>> Begin RECORDS FOR THIS TASK

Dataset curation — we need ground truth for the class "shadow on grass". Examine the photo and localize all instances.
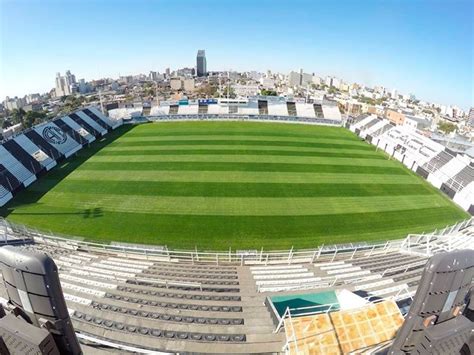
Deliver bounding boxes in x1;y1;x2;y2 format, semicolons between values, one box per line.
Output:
9;207;104;219
0;125;133;218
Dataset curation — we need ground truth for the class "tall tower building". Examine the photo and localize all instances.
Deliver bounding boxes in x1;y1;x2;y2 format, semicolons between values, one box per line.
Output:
55;70;76;97
196;49;207;76
467;107;474;127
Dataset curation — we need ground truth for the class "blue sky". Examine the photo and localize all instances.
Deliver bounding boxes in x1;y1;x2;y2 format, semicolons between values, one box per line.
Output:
0;0;474;109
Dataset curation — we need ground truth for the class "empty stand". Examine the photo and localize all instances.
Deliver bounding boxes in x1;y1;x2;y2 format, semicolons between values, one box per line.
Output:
68;113;101;137
286;102;296;117
3;139;44;174
258;100;268;115
76;111;107;136
14;134;56;170
0;146;36;187
82;108;112;130
168;105;179;115
34;122;82;158
313;104;324;118
0;164;21;192
61;116;95;143
25;130;63;161
423;150;453;173
83;106;120;129
198;102;209;115
54;118;89;146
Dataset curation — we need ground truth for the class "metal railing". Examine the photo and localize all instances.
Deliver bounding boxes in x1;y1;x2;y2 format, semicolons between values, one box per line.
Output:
131;113;342;126
273;285;414;340
400;217;474;256
0;218;473;265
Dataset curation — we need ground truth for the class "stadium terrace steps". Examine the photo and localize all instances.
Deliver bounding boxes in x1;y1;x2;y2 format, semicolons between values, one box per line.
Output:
0;146;36;187
2;139;43;174
33;122;82;158
0;228;474;353
61;116;95;143
54;118;89;146
13;134;56;170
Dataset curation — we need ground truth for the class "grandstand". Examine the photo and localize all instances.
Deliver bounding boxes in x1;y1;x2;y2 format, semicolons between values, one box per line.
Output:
0;219;474;354
0;100;474;354
347;115;474;214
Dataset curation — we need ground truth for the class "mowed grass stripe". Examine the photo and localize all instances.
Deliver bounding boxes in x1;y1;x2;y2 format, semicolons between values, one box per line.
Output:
41;192;449;216
10;204;464;250
117;134;366;147
89;154;399;168
96;149;386;160
81;160;409;175
0;122;467;250
103;144;385;159
40;179;433;197
67;169;426;185
110;139;375;151
127;125;354;141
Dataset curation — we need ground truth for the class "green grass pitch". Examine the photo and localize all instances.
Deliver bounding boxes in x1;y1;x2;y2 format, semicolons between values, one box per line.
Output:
0;122;468;250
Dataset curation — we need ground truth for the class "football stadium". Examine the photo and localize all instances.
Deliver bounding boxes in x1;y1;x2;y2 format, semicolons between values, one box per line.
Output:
0;98;474;354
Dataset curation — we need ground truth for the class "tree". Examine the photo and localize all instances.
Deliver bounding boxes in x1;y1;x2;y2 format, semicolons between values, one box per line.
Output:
11;108;26;125
260;89;278;96
222;86;236;99
438;122;457;134
24;111;47;128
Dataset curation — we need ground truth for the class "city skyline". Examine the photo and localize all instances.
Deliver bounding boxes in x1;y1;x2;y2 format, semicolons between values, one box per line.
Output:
0;1;474;110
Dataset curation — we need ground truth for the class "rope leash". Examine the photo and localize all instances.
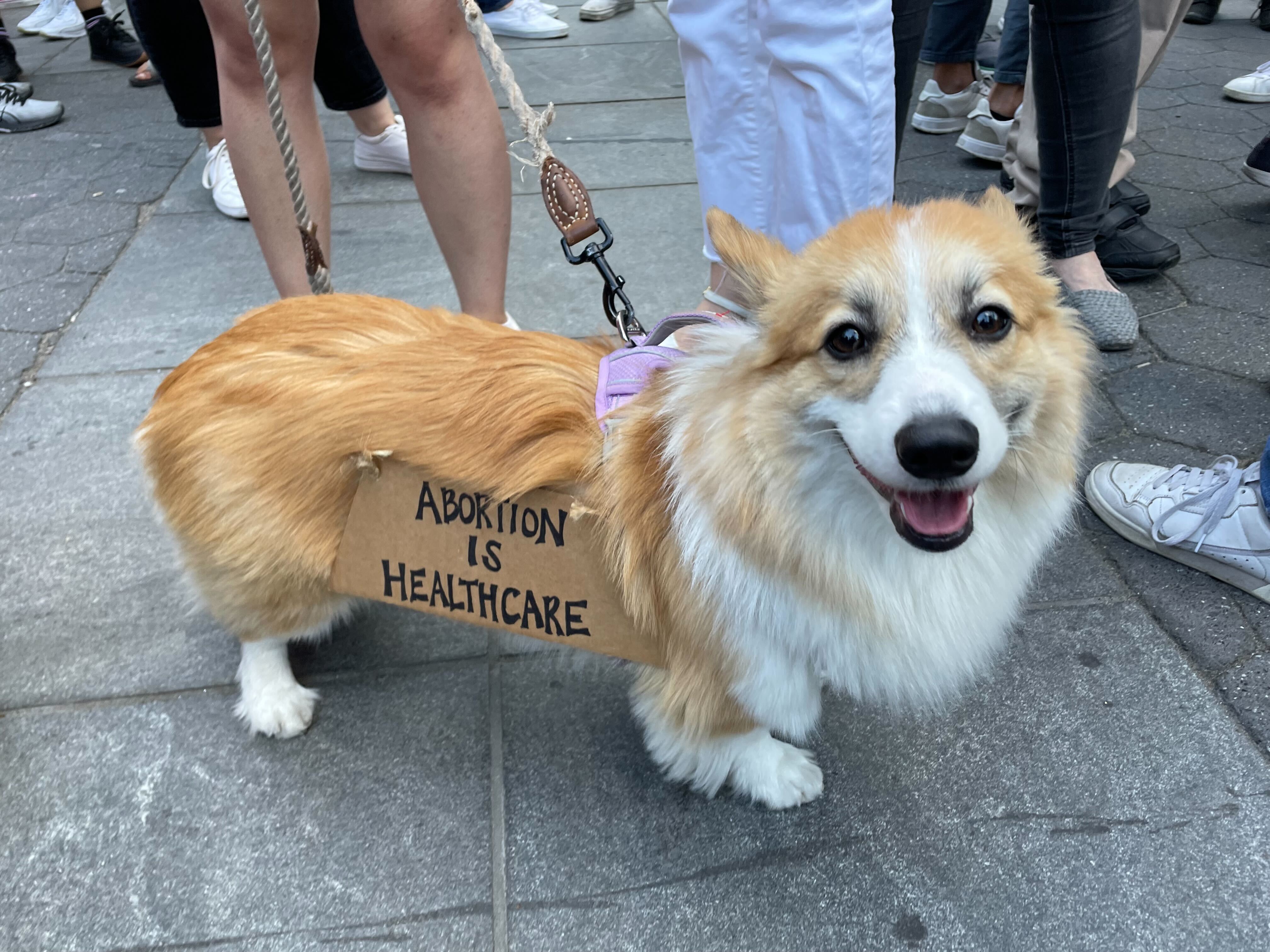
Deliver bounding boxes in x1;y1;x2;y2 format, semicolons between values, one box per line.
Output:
243;0;331;294
459;0;555;170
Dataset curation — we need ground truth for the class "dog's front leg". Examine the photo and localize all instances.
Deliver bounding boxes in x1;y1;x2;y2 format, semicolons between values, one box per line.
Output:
631;669;824;810
234;637;318;738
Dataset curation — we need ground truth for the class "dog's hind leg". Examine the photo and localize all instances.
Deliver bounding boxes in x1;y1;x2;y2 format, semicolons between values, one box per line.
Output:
234;637;318;738
187;553;354;738
631;669;824;810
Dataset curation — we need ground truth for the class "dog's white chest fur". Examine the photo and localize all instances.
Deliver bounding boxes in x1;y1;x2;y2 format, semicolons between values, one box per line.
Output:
676;484;1071;741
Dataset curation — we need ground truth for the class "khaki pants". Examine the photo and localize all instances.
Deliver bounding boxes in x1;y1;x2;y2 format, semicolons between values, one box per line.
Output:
1002;0;1190;208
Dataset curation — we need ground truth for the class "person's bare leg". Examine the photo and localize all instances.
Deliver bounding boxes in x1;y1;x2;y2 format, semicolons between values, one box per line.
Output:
199;126;225;149
348;96;396;138
988;82;1024;119
1049;251;1120;291
357;0;512;324
202;0;331;297
932;62;974;93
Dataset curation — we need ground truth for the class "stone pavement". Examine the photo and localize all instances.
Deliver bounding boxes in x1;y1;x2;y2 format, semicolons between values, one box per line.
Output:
0;0;1270;952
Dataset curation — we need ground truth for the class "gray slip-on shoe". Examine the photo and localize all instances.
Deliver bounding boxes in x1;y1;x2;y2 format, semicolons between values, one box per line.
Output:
1063;284;1138;350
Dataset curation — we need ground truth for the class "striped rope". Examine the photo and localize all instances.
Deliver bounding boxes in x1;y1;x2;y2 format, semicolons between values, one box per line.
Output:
243;0;331;294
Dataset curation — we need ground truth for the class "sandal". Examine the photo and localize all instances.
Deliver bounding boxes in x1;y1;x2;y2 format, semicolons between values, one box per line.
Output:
128;61;163;89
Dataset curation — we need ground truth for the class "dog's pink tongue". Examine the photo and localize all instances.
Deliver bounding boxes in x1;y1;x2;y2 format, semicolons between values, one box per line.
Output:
895;489;974;536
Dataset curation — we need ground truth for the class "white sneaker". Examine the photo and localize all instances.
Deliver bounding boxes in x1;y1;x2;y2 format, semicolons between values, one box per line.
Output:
353;116;410;175
0;82;65;132
18;0;61;36
578;0;635;20
1219;60;1270;103
485;0;569;39
913;80;988;133
39;0;88;39
203;138;248;218
956;96;1015;162
1084;456;1270;602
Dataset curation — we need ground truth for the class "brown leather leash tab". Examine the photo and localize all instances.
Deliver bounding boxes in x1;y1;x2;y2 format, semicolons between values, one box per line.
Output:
539;155;599;245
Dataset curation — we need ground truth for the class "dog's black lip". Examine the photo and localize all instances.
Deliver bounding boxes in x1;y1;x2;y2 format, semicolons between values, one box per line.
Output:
842;440;974;552
890;500;974;552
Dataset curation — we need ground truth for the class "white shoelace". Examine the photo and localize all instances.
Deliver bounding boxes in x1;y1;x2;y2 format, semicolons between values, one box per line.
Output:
1151;456;1252;552
203;138;237;188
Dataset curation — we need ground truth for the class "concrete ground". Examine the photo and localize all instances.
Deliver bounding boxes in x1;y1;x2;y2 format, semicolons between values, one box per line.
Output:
0;0;1270;952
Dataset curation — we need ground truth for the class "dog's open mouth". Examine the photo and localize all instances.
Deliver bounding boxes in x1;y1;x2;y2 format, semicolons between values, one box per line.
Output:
851;453;977;552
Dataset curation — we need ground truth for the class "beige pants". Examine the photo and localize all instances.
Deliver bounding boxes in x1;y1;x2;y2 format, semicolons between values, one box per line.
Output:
1002;0;1190;207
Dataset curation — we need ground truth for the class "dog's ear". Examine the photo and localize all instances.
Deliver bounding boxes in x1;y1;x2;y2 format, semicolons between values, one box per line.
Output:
979;185;1019;225
706;208;794;313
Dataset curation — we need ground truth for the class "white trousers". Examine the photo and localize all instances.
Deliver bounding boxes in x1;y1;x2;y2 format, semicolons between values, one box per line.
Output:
668;0;895;262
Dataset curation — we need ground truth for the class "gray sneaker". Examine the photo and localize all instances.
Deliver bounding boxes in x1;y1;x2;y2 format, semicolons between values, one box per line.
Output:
1084;456;1270;602
913;80;987;134
956;96;1015;162
0;82;65;132
578;0;635;20
1063;284;1138;350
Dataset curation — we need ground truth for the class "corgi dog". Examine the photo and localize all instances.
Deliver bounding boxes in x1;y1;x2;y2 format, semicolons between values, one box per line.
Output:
136;190;1091;808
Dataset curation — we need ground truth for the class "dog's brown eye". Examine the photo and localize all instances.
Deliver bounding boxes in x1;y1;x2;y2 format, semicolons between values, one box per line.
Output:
824;324;869;360
970;307;1014;340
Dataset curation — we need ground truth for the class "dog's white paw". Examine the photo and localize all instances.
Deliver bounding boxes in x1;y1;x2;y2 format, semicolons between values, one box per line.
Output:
729;734;824;810
234;638;318;738
234;682;318;738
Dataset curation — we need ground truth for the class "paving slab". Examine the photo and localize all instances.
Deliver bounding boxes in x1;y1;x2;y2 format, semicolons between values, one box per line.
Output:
503;604;1270;952
44;211;277;376
0;664;490;952
1106;363;1270;454
0;373;486;710
1143;305;1270;383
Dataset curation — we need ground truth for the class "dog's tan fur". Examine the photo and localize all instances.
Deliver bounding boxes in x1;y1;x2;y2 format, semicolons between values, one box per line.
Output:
138;192;1090;807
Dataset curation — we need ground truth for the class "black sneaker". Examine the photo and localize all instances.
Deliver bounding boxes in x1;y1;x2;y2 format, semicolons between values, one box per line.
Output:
84;13;150;66
1243;134;1270;187
0;37;22;82
1182;0;1222;27
1110;179;1151;214
1095;204;1182;280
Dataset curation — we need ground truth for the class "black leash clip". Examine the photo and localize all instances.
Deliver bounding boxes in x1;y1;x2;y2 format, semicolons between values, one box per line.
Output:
560;218;644;347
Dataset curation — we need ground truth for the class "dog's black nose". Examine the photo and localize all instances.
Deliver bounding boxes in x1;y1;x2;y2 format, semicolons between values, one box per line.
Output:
895;415;979;480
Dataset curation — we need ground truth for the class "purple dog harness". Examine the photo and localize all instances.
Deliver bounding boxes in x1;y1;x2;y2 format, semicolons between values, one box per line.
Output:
596;311;719;435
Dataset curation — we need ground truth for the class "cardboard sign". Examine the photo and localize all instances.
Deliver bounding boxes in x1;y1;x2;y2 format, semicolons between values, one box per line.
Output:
331;460;661;665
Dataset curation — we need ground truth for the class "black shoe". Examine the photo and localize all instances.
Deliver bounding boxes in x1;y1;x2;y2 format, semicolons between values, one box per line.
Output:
1095;204;1182;280
1182;0;1222;27
0;37;22;82
1110;179;1151;214
85;13;149;66
1243;134;1270;187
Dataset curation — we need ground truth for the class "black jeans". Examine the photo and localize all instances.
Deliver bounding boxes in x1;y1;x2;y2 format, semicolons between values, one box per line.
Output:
1031;0;1142;258
128;0;389;128
890;0;931;162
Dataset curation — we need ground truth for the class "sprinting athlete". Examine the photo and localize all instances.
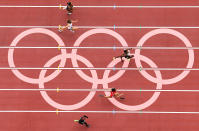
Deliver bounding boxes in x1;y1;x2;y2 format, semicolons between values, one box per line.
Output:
104;88;124;98
63;1;73;15
59;19;78;33
113;48;134;62
74;115;90;127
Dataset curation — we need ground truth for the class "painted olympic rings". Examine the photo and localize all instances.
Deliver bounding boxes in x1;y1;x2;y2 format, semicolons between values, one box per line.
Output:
8;28;194;111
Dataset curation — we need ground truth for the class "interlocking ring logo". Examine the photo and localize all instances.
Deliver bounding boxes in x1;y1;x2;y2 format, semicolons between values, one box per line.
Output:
8;28;194;111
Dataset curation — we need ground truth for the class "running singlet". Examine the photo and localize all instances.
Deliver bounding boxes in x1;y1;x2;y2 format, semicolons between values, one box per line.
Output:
68;23;73;30
110;91;116;97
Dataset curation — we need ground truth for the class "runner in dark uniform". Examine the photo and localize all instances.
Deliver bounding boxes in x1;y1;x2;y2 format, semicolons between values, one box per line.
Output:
75;115;90;127
113;48;134;62
63;2;73;15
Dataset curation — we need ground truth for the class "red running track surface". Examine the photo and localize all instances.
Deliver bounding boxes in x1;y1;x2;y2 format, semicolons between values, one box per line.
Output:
0;0;199;131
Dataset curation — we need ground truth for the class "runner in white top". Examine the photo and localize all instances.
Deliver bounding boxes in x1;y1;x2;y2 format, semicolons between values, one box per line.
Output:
59;20;78;32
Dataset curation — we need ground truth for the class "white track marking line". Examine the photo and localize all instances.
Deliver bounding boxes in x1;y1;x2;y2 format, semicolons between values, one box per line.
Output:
0;5;199;9
0;46;199;50
0;110;199;114
0;26;199;29
0;67;199;71
0;88;199;92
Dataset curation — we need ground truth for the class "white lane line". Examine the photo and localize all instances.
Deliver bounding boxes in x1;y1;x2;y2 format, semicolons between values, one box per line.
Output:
0;26;199;29
0;110;199;114
0;5;199;8
0;88;199;92
0;46;199;50
0;67;199;71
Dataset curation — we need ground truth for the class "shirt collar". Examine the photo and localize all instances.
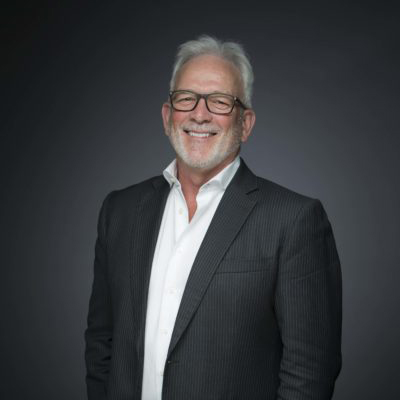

>> End RECORDS FOR THIS TASK

THE PROBLEM => How many lines in the material above contain the word "running"? Treat uppercase and lowercase as different, and give only the number.

TASK RESULT => 2